**WHAT IS EXPECTED**
Carry none of the pictures over; set down the material below exactly.

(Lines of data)
-- Start --

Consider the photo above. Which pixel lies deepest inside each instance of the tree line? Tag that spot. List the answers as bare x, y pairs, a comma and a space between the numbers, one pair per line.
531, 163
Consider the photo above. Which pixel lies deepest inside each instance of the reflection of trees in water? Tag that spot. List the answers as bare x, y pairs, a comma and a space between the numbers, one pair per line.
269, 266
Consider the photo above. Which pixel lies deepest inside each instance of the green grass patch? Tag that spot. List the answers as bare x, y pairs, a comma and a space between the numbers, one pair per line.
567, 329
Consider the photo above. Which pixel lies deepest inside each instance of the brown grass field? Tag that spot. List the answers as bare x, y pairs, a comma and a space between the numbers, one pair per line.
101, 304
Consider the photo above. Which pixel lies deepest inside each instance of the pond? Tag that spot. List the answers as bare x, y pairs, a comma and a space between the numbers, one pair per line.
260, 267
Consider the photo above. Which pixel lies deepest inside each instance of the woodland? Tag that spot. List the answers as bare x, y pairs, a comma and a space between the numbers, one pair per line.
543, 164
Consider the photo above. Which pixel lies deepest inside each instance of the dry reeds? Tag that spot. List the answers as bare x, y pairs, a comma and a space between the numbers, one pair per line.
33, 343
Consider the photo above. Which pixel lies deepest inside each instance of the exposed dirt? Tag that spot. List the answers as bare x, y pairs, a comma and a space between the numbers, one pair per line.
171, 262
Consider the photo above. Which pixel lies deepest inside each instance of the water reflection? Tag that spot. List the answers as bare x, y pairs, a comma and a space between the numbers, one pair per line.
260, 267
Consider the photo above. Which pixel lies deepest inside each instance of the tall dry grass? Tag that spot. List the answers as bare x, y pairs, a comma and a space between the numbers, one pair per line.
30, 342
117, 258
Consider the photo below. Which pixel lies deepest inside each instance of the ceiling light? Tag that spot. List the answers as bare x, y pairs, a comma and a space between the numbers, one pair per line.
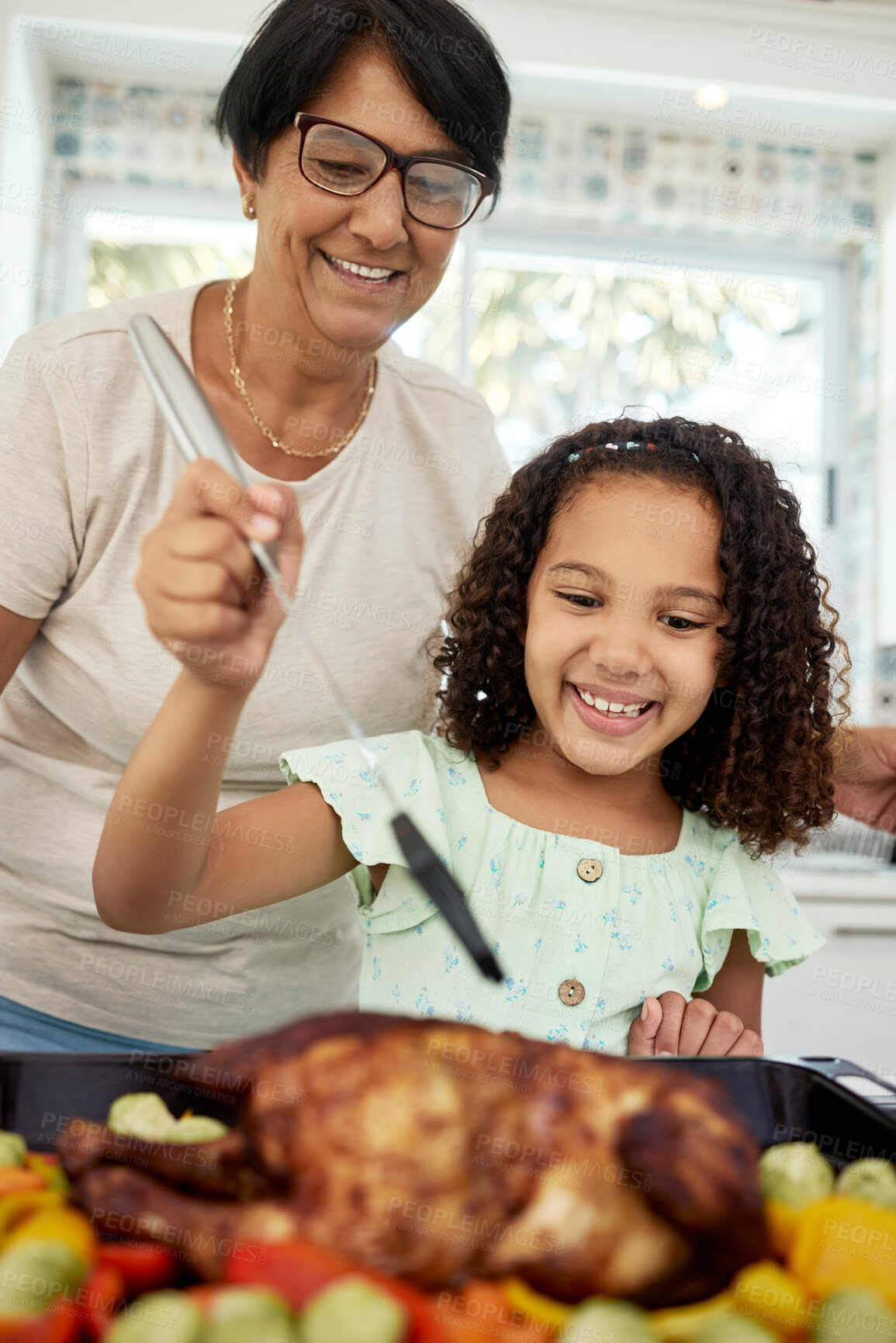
711, 97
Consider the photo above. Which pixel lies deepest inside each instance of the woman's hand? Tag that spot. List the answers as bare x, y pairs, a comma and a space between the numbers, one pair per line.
205, 595
672, 1025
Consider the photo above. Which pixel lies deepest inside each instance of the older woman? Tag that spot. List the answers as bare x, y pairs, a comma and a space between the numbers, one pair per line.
365, 133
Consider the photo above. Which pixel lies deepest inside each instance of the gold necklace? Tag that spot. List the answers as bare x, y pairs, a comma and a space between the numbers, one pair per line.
240, 387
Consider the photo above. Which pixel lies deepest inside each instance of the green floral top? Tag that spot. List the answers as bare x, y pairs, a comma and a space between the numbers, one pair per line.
622, 927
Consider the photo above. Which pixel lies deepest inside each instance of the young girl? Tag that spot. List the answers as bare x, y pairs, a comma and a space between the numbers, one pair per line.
635, 705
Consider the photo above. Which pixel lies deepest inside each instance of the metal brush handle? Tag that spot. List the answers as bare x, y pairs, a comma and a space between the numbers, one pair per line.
198, 433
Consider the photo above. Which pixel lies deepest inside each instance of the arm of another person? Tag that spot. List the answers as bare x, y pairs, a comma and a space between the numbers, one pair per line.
16, 635
866, 775
721, 1019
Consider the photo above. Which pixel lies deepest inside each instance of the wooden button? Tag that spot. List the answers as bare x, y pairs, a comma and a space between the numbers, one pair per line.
589, 869
571, 992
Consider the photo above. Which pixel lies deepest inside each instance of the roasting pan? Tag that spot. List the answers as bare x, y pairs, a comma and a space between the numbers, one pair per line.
782, 1100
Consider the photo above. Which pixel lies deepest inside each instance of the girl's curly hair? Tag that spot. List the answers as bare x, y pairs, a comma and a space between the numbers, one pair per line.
759, 759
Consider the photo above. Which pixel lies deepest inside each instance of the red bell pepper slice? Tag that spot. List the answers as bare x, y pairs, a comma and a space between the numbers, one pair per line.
99, 1298
145, 1268
60, 1323
297, 1269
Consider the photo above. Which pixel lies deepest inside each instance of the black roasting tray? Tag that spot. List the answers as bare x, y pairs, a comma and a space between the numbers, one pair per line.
780, 1099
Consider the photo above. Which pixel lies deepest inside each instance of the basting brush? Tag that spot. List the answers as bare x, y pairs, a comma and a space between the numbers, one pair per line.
198, 433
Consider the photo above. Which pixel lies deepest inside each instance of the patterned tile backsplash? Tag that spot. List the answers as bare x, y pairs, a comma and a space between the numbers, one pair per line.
718, 179
794, 191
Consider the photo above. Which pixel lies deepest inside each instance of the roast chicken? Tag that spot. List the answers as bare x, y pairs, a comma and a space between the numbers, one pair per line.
441, 1151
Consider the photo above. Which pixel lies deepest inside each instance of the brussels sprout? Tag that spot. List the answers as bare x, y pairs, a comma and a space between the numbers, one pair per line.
157, 1317
33, 1272
140, 1115
795, 1174
12, 1148
602, 1321
249, 1315
735, 1328
352, 1310
195, 1128
853, 1315
145, 1115
872, 1179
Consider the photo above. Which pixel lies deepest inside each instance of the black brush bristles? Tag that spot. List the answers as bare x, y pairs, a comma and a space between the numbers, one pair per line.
448, 898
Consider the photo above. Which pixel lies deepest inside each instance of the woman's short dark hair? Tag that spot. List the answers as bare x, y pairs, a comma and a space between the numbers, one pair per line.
444, 57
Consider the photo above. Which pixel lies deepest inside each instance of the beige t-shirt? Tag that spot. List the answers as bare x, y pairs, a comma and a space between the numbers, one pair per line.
88, 468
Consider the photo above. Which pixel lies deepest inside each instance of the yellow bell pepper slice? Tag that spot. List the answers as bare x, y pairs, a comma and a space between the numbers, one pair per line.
776, 1298
58, 1224
782, 1221
679, 1323
18, 1206
539, 1308
846, 1243
51, 1172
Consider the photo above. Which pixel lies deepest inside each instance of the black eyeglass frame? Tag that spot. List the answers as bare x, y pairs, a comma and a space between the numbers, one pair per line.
402, 163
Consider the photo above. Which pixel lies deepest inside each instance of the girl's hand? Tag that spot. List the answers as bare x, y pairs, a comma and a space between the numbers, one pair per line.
672, 1025
205, 595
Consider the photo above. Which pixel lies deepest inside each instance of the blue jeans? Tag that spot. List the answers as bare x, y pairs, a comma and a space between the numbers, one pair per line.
29, 1030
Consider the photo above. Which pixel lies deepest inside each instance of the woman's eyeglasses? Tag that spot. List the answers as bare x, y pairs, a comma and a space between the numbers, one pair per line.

-- End --

**TASK RESULT**
Consider the photo above. Which pixel lies deepest inside each instance of the tree line? Tag that spot. List the answers as bare x, y pairs, a comma and a space between the numbers, one pair per line.
531, 163
Consider the photo above. Which pixel lies deepest inside each instance of the reflection of trees in water? Tag that spot. List the answers as bare x, y pairs, a comma and a space between the numbers, one pair per line.
269, 266
Consider the photo above. Which pixel lies deepest inside each instance of the green grass patch? Tag that spot. List the answers as bare x, y pairs, a comma and a space between the numbers, one pair per line.
567, 329
Consider the photo above. Which pixel lies deepest inside each instance of the brown grass field? Tag that spot. List the answers as bare x, y pairs, a comma and a space between the numbers, one pair per line.
101, 304
Consider the photo above. Which pixel lies deepest inside each instance of the pond? Tag that spot. List the answers as bare x, y pairs, a comma and a space between the numbers, one pair per line.
260, 267
Consider the photo above. Which pixel lies deepest inside each instance of the woodland? Tag that spot. List the answers as bare x, y pairs, a comma and a space between the numbers, one pair per line.
543, 164
Consider the photo above. Which pixel lies deepest inside each instance of the dry reeds? Tag that spot. List the answers as bare x, y pairs, a comma and a space between the numbers, one pair per line.
33, 343
Consider the photo above. Which pixel lies deepest inside each instance of the exposed dirt? Tag that spot. List the answers as bare x, y pairs, a comma and a space between the numbers, one pair per line.
171, 262
Consider the photo above. Which pixel lies deepest inside each instance of the water reflection? Tag that spot. List the answers as bare x, y pairs, a comma and a space between the numbers, one pair per line.
260, 267
Consider the photo above. Which pixel lies deepest inside each instance of the tall dry grass? Tag that spot. List the answers as bare x, y pairs, a comma and a space between the numbers, one pair per line.
30, 342
117, 258
Consider the photo below. Which pixel lies deepest inside each instance of the ceiling light? Tag that spot. List the answers as bare x, y pairs, a comma and a space between the numbers, one pair per line.
711, 97
Consider the photo above. Which pixel lies deepest inside each instance of the woman's hand? Tag that spot. List the answers as bare x, y pairs, a comma and a space between the numbers, one pair per line.
205, 595
672, 1025
Consider the photo above. Which pixel lies deepest inside each instance of the older woman? Tag that spot. List the answers as bare x, y pairs, a comma and a space between the numbers, one pair per line.
365, 133
Consider the photo above. Which pixel lies deepest inside each instance of the gold necklace? Tag that spot. List the answers as bare x, y pairs, a comma and a space between the numbers, one pair per line.
240, 387
Consider the photo above. Which pixel lies deepest inside each instance of the green floral top? Tag that spot. List the answers as bare x, y pairs, a comma and a space between the numbers, one pair per line.
622, 927
Consider the photo above. Which pixel lies deepest inside each instance of the young girl? Tag that spot. List the answers as bare x, y pairs, a comma and a space between the numbers, one pair per line.
635, 705
Consider the photo above. Which pixel lies deepest inside each instance of the metal brush handle? Tag that spot. List the answers as bare x, y pairs, a comma and a space between the numbers, one pair per line.
198, 433
Consider the photo above. Which pixel lies deepest inside each instance of the arm of another person? Tag that spot. List the answers as bare x, y pairs, a comma and a space between the numbers, one pair per line.
16, 635
866, 775
721, 1019
Consider the photo above. Which pixel lies deepest inside each instance of the wooden button? Tag that spot. List the answers as bare x, y pairs, a comma and a space between the numbers, one pair per line.
589, 869
571, 992
Consider the photo above. Which pixel lies deepest inside each instance of the roasting pan? Tag that spot. List the answers as bare x, y pairs, a comma and a space between the numbers, one pair per line.
782, 1100
Consider the photo above. Which pixel lies deepest inside each instance of the girl's curly hair? Tag that spot. List the answers as bare x, y pairs, a comma and a space between the numbers, one pair per line.
759, 759
Consider the photo above. Which pixel lies deepest inside each instance of the red bell pepper slice? Tag that spot. List the answers as bare x, y pairs, a comma and a space between the numbers, one pair per line.
99, 1298
145, 1268
60, 1323
297, 1269
Consider the photo above. Which pixel lies deepest inside each instance of the black roasting tray? Tag that spot. List the answers as bare x, y pairs, a comma and a space between the numbers, one pair per line.
780, 1099
Consider the photo above. Which pixel lies deepest inside each instance of the basting brush? Tag that spot. List the answers as bare x, y pairs, a comma and a space between the numbers, one pair per line.
198, 433
Consider the photo above. Which pixel lies deepest inside each instance of the patterned tile backsplash? Tag that spot. List the answers as bare x, y pairs, a comma and a space between the numbers, one pair per line.
718, 179
794, 191
Consider the photo above. Which pixel lies deepest inside each instance of the roast chicken? Tag that spot. List the answers as bare x, y pairs, a comma and a space between the numbers, one pair per line.
441, 1151
Consider the photo above. Which pixel lies deepest inside each instance of the brussels sprout? Tag that spot. List the answers as bare x, y pairs, a comma and a space between the numbers, one pair per line.
157, 1317
33, 1272
140, 1115
795, 1174
12, 1148
602, 1321
249, 1315
735, 1328
352, 1310
195, 1128
853, 1315
145, 1115
872, 1179
Consider the photo above. Which pixel lies deepest inside each instance of the black brush bristles? Tag that spot. List the answers as bare x, y pairs, a comma and a space between the numbers, one pair per line.
448, 898
Consider the photo above. Which pixel lies deepest inside each instance of the woman's short dark hair? Tag that spot. List the answers as bare x, y pairs, a comma and a space between the numbers, one pair per line.
444, 57
Consider the photo above. Which pixel lies deepest inside each instance of the beige t-shirt? Tag that spot. List the answers as bare x, y pairs, a comma and a space between the numbers, one pair per line.
88, 468
Consider the photo above. Which pixel lies deepest inside each instance of the yellow bell pepper slice? Tag that spot. List the answers as bare x, y pairs, a comma and a space between the numbers, one pair per line.
776, 1298
58, 1224
782, 1221
679, 1323
18, 1206
539, 1308
846, 1243
51, 1172
Consider the photo above. Which pixel lies deepest inside each instance of the black eyeglass frame? Tag that spot. List the answers as bare x, y pairs, a comma and a space between the numbers, one pair per line.
402, 163
Consider the photo above. Which pixel lies deepest inside each instance of the girl's hand? Tag that spot. List the answers as bare x, y pairs, a comma and a space between the numbers, one pair per line.
672, 1025
205, 595
Consider the photo above. Which pixel lies deepest inside each instance of the blue jeans? Tag that spot. List the answers as bare x, y pairs, a comma and a space between the numbers, one pair per line.
29, 1030
Consider the photo above. Which pixel lies deepest inside each instance of the woman's eyeglasses? Tag that spot. List the answers as bare x, y pairs, a comma and a space between the numbers, one pair per line.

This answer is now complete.